▶ STATED EXERCISE:
In every entry below, swap "Query" for "Label" and leave the rest of each line unchanged. Reproduce the lines without the pictures.

▶ Location annotation dataset excerpts:
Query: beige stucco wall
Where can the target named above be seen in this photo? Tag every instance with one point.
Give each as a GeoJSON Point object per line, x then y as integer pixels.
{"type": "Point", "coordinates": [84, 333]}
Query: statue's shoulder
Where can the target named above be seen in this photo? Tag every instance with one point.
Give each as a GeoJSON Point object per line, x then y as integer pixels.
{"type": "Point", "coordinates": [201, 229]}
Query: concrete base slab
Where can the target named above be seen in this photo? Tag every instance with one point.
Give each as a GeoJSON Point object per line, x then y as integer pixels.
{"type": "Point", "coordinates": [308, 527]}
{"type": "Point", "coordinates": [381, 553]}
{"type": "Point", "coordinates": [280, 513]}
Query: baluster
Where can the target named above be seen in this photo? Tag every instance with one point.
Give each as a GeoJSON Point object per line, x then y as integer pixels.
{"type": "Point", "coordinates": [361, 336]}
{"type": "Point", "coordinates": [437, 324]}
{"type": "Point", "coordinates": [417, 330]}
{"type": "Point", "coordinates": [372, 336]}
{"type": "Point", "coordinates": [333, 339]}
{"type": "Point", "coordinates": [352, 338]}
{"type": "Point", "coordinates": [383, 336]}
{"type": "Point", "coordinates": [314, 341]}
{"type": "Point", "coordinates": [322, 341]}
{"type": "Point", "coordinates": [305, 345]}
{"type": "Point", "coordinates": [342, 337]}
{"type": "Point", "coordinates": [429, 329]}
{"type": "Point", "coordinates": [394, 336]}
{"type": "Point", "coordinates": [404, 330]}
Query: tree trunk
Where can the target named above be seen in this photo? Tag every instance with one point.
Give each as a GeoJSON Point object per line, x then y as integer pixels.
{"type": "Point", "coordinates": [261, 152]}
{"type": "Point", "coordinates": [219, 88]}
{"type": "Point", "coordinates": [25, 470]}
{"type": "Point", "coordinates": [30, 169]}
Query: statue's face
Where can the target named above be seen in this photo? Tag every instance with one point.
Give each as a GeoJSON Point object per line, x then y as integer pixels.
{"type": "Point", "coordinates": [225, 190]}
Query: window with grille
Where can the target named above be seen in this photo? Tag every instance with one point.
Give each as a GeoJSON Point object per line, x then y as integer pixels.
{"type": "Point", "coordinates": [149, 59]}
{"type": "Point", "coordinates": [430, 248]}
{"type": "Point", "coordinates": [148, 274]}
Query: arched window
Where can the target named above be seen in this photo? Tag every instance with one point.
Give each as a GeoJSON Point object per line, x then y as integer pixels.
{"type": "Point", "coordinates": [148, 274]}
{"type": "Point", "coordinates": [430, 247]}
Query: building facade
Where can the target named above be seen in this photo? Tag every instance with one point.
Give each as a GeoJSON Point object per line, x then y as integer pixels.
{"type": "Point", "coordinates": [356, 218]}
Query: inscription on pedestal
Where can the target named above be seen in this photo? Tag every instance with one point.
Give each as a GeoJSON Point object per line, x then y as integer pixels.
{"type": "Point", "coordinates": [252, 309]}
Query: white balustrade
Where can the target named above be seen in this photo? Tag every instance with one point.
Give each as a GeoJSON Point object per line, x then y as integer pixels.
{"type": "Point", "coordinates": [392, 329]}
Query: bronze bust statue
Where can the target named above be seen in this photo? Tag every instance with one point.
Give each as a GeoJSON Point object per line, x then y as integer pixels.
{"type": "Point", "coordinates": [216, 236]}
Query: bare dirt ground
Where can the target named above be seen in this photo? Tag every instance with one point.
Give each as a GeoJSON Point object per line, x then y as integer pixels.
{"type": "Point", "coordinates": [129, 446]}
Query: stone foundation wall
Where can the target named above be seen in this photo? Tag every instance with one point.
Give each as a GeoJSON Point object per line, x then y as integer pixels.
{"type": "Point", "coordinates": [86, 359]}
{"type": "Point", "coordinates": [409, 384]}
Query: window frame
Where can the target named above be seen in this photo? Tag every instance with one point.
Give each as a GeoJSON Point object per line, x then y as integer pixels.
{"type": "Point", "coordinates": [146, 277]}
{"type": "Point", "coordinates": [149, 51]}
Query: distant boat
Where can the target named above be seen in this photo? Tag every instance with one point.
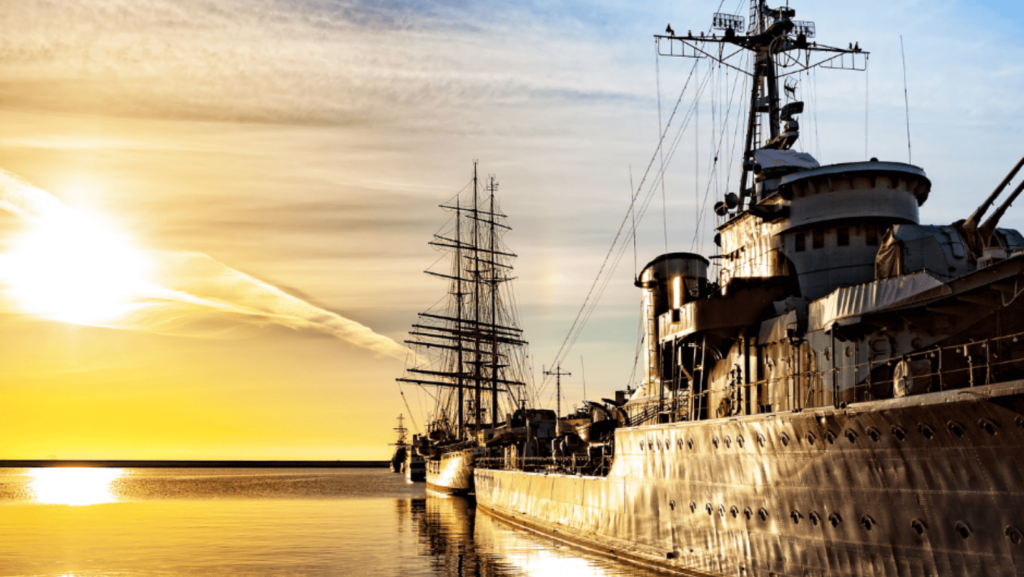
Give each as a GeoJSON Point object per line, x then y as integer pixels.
{"type": "Point", "coordinates": [844, 398]}
{"type": "Point", "coordinates": [400, 448]}
{"type": "Point", "coordinates": [471, 340]}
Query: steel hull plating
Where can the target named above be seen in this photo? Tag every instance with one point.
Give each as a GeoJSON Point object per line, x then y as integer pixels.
{"type": "Point", "coordinates": [801, 494]}
{"type": "Point", "coordinates": [453, 472]}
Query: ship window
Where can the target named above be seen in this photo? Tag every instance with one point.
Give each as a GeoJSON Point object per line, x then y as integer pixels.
{"type": "Point", "coordinates": [871, 236]}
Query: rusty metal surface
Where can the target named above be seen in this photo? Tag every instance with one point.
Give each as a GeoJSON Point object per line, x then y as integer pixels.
{"type": "Point", "coordinates": [805, 493]}
{"type": "Point", "coordinates": [452, 472]}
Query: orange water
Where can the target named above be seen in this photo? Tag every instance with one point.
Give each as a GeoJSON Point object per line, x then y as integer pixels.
{"type": "Point", "coordinates": [72, 522]}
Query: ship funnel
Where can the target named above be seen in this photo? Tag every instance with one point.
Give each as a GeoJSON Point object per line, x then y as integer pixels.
{"type": "Point", "coordinates": [669, 282]}
{"type": "Point", "coordinates": [972, 222]}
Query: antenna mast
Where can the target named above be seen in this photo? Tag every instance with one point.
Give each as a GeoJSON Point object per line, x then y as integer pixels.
{"type": "Point", "coordinates": [558, 374]}
{"type": "Point", "coordinates": [781, 46]}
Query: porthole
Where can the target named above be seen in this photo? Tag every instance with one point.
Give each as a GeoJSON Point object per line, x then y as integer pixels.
{"type": "Point", "coordinates": [898, 433]}
{"type": "Point", "coordinates": [987, 425]}
{"type": "Point", "coordinates": [867, 523]}
{"type": "Point", "coordinates": [955, 427]}
{"type": "Point", "coordinates": [875, 434]}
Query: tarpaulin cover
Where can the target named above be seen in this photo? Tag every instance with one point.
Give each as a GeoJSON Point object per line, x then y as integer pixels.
{"type": "Point", "coordinates": [871, 297]}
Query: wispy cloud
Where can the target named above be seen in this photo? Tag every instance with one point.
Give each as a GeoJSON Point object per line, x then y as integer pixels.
{"type": "Point", "coordinates": [186, 293]}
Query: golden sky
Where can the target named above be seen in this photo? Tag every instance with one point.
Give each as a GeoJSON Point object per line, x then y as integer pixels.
{"type": "Point", "coordinates": [215, 213]}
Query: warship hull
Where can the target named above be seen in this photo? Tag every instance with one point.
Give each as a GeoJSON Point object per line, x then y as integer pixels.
{"type": "Point", "coordinates": [924, 485]}
{"type": "Point", "coordinates": [452, 472]}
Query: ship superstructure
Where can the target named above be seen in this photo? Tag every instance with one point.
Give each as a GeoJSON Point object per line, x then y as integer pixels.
{"type": "Point", "coordinates": [469, 347]}
{"type": "Point", "coordinates": [843, 399]}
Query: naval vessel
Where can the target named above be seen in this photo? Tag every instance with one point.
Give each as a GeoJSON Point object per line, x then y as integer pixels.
{"type": "Point", "coordinates": [843, 398]}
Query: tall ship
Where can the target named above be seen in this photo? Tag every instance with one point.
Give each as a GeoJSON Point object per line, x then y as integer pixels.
{"type": "Point", "coordinates": [844, 398]}
{"type": "Point", "coordinates": [468, 348]}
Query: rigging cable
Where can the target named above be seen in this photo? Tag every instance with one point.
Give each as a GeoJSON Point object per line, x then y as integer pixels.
{"type": "Point", "coordinates": [614, 242]}
{"type": "Point", "coordinates": [657, 82]}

▶ COMPLETED TASK:
Label: beige stucco wall
Where can the target named above be seen in this photo? Tag every instance with one point.
Give each as a GeoJSON Point object per line, x then y as integer pixels.
{"type": "Point", "coordinates": [84, 333]}
Label: statue's shoulder
Where can the target named above be seen in this photo? Tag every instance with one point.
Give each as a GeoJSON Point object per line, x then y as integer pixels.
{"type": "Point", "coordinates": [201, 229]}
Label: concrete base slab
Where can the target named above be seen in this photo? Tag every instance with one point.
Give each as a GeoJSON Point object per line, x then y as integer pixels.
{"type": "Point", "coordinates": [308, 527]}
{"type": "Point", "coordinates": [381, 553]}
{"type": "Point", "coordinates": [280, 513]}
Label: baluster
Where can the target named above be seen in this photo? Tag every instance with one point.
Give each as a GeoJSON Point object per line, x then y as integer pixels.
{"type": "Point", "coordinates": [361, 336]}
{"type": "Point", "coordinates": [437, 324]}
{"type": "Point", "coordinates": [417, 330]}
{"type": "Point", "coordinates": [372, 336]}
{"type": "Point", "coordinates": [333, 339]}
{"type": "Point", "coordinates": [352, 338]}
{"type": "Point", "coordinates": [383, 336]}
{"type": "Point", "coordinates": [314, 341]}
{"type": "Point", "coordinates": [322, 341]}
{"type": "Point", "coordinates": [305, 345]}
{"type": "Point", "coordinates": [342, 337]}
{"type": "Point", "coordinates": [429, 329]}
{"type": "Point", "coordinates": [394, 336]}
{"type": "Point", "coordinates": [404, 330]}
Label: tree trunk
Where can the target named above be seen in this photo? Tag every instance with one point.
Give each as a GeoJSON Point object per line, x then y as integer pixels.
{"type": "Point", "coordinates": [261, 152]}
{"type": "Point", "coordinates": [219, 88]}
{"type": "Point", "coordinates": [25, 470]}
{"type": "Point", "coordinates": [30, 169]}
Label: statue's face
Where can the target named above be seen in this photo? Tag every instance with one point.
Give each as a GeoJSON Point object per line, x then y as integer pixels.
{"type": "Point", "coordinates": [225, 190]}
Label: window with grille
Where can the target named above be seen in this photo? Tag every instance with one point.
Give each as a GeoJSON Point object per line, x then y as integer pixels.
{"type": "Point", "coordinates": [149, 59]}
{"type": "Point", "coordinates": [430, 248]}
{"type": "Point", "coordinates": [148, 274]}
Label: arched window
Where can the target named above be seen in this photo? Tag every instance with one point.
Give each as a GeoJSON Point object per line, x then y as integer pixels.
{"type": "Point", "coordinates": [148, 274]}
{"type": "Point", "coordinates": [430, 247]}
Label: building facade
Where can the target named above be seen in this photo? Tag every instance with one point.
Give each as a GeoJSON Point object per line, x then y as integer pixels.
{"type": "Point", "coordinates": [356, 218]}
Label: inscription on pedestal
Where can the target named above be seen in this photo? Tag every instance with one point.
Give each as a GeoJSON Point object per line, x then y as integer pixels.
{"type": "Point", "coordinates": [252, 309]}
Label: white balustrade
Where can the target named above be seen in this photo? Tag every instance with one point.
Give each as a GeoJSON Point object per line, x then y as integer pixels.
{"type": "Point", "coordinates": [392, 329]}
Label: bronze bust statue
Where can the target named above be seen in this photo? Tag every instance with one point.
Give each as a GeoJSON Point object per line, x then y as integer pixels.
{"type": "Point", "coordinates": [216, 236]}
Label: bare dirt ground
Where can the target named above be seen in this photo? Tag every instance with one point.
Give each as a GeoJSON Point object per line, x then y as integer pixels.
{"type": "Point", "coordinates": [129, 446]}
Label: stone foundation wall
Where can the target named above be seen in this photo? Tag every instance with one point.
Give each as a GeoJSON Point object per line, x then y as integer pixels.
{"type": "Point", "coordinates": [86, 359]}
{"type": "Point", "coordinates": [409, 384]}
Label: window frame
Where can the target named above be seen in this photo? Tag every instance with one point.
Give each as a GeoJSON Point object per line, x then y as integer pixels.
{"type": "Point", "coordinates": [146, 277]}
{"type": "Point", "coordinates": [149, 51]}
Label: distant boat
Where can the target named above be seen in this photo? Tag every instance with one point.
Give each as a GeoJSON Point object per line, x then y as integer pixels.
{"type": "Point", "coordinates": [844, 398]}
{"type": "Point", "coordinates": [400, 448]}
{"type": "Point", "coordinates": [471, 340]}
Label: steel hull plating
Where can the target named above be seen in this photo? Tag every instance with one point.
Give each as a GeoJSON Point object per line, x then y as integer pixels.
{"type": "Point", "coordinates": [801, 494]}
{"type": "Point", "coordinates": [453, 472]}
Label: ship window
Where can the target named above be seen in this photo? Tag every instance with one point.
Give each as a GeoJSON Point object per line, x then y as integer pixels.
{"type": "Point", "coordinates": [871, 236]}
Label: rusty metal surface
Where can the target named above be seen in this photo? Tag every instance with one point.
Give each as a GeoJSON Point object per line, x then y as integer pixels.
{"type": "Point", "coordinates": [805, 493]}
{"type": "Point", "coordinates": [452, 472]}
Label: orange water
Where can the target named above be seen in this photo? Tag every instance with one point.
Give each as a GeoJSON Point object per line, x then y as integer pixels.
{"type": "Point", "coordinates": [72, 522]}
Label: ship funnel
Where can the target named above be seen in this photo? Tag every instance with one point.
Give each as a GeoJSON Point object per line, x then y as integer pixels.
{"type": "Point", "coordinates": [669, 282]}
{"type": "Point", "coordinates": [972, 222]}
Label: antenna mast
Where can the target named above be seen in this photo? Tag every instance with one point.
Give each as a GeoJSON Point object per line, x then y as integer pixels.
{"type": "Point", "coordinates": [558, 374]}
{"type": "Point", "coordinates": [781, 46]}
Label: porthole
Where can the target named above be seen in this photo? Tag every instance with one point.
Give each as a GeoJSON Point object per line, x then y as integer pixels.
{"type": "Point", "coordinates": [898, 433]}
{"type": "Point", "coordinates": [987, 425]}
{"type": "Point", "coordinates": [867, 523]}
{"type": "Point", "coordinates": [955, 427]}
{"type": "Point", "coordinates": [875, 434]}
Label: tarpaulin cover
Where can the target named above be seen in this photo? Tag every instance with one point.
Give each as a GeoJSON Point object per line, x then y as integer pixels.
{"type": "Point", "coordinates": [871, 297]}
Label: wispy cloud
Where can the target named above be seen in this photo? Tag every instance with one point.
Give each as a GeoJSON Point object per line, x then y as integer pixels.
{"type": "Point", "coordinates": [186, 293]}
Label: golden sky
Where can the target named above be seen in this photo? Tag every instance with one point.
Give each as a GeoJSON Point object per line, x then y as integer pixels.
{"type": "Point", "coordinates": [215, 213]}
Label: warship hull
Where can the target named above be seen in this photo? Tag every instance with one point.
Give each as a GeoJSON Point object per line, x then y as integer pixels.
{"type": "Point", "coordinates": [924, 485]}
{"type": "Point", "coordinates": [452, 472]}
Label: ship superstructure
Where can the target named above be seen in this photo? Tag every instance with one point.
Give each as a GeoJSON Point object per line, x then y as integer pixels.
{"type": "Point", "coordinates": [469, 347]}
{"type": "Point", "coordinates": [843, 399]}
Label: naval vessel
Where can the target named above be seen in this photo? Tag every instance with one point.
Give each as a GeoJSON Point object per line, x then y as integer pixels.
{"type": "Point", "coordinates": [843, 398]}
Label: tall ship
Where can the target named above be seen in this photo? Tag every instance with one point.
Give each as a GeoJSON Point object per line, x then y as integer pixels.
{"type": "Point", "coordinates": [844, 398]}
{"type": "Point", "coordinates": [468, 348]}
Label: rigging cable
Where can the target named above be seen in this photo? Tag every instance with one point.
Give each as a GeoJSON Point object per line, x then y as integer pixels.
{"type": "Point", "coordinates": [614, 242]}
{"type": "Point", "coordinates": [657, 82]}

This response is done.